Excerpted records →
========================================================================
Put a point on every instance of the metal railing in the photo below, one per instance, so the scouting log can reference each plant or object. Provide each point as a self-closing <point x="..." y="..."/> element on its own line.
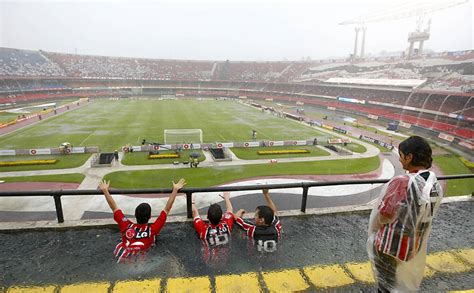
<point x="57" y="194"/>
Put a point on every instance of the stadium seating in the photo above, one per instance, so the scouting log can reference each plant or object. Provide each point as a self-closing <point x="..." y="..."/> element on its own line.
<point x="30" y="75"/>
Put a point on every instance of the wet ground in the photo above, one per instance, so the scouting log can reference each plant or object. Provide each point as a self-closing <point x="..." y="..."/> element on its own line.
========================================================================
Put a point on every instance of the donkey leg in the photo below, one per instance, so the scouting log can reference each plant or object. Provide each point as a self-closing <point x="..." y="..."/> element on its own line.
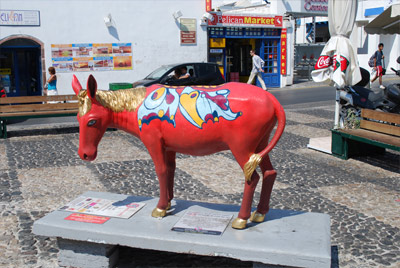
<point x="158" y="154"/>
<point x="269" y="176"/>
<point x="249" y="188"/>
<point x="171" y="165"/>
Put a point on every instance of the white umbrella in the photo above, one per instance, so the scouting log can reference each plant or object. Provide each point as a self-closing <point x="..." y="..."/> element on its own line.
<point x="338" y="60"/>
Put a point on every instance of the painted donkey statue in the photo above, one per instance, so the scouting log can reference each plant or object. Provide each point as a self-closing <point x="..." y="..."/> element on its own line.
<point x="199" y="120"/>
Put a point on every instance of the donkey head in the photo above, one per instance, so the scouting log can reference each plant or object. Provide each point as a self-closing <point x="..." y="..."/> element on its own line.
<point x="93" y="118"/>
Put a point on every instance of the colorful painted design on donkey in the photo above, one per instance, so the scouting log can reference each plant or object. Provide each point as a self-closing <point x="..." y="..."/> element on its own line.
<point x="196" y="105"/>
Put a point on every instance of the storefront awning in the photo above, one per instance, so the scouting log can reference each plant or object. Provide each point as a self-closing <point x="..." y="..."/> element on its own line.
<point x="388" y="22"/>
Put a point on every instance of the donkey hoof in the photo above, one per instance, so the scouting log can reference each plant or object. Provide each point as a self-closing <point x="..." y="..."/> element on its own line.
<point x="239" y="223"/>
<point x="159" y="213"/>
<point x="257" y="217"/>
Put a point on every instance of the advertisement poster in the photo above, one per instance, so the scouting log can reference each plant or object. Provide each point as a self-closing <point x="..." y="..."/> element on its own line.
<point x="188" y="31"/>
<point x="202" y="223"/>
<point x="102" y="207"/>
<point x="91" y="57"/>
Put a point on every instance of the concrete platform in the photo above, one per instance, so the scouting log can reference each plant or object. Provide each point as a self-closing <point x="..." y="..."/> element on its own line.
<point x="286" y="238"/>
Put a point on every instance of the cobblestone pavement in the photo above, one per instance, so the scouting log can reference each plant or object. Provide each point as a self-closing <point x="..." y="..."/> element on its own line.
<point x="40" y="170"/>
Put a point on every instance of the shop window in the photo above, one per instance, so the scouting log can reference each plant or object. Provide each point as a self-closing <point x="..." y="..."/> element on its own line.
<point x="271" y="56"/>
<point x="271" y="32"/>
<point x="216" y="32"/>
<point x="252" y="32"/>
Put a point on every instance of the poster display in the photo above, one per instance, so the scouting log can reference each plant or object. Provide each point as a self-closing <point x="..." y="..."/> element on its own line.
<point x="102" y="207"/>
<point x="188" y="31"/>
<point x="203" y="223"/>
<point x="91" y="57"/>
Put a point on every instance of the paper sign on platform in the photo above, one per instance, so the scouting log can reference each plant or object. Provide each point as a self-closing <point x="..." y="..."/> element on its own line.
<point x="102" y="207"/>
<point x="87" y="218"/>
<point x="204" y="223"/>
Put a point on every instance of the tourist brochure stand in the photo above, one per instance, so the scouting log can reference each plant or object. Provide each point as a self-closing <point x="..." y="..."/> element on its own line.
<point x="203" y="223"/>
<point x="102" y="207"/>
========================================================================
What the exercise asks → Pull out every line in the records above that contains the word "painted", and copy each one unchanged.

Problem solution →
Put a point on every instance of the painted donkey statue in the photo above, one per instance, so the scouting log can reference each plant or object. Provide each point as a self-closing <point x="..." y="..."/> element on its own line.
Put a point on every instance of the colorful painted design on donkey in the photo above, one per instance, so the scouting log can reference each plant or object. Provide each point as a self-closing <point x="..." y="..."/> element on its own line.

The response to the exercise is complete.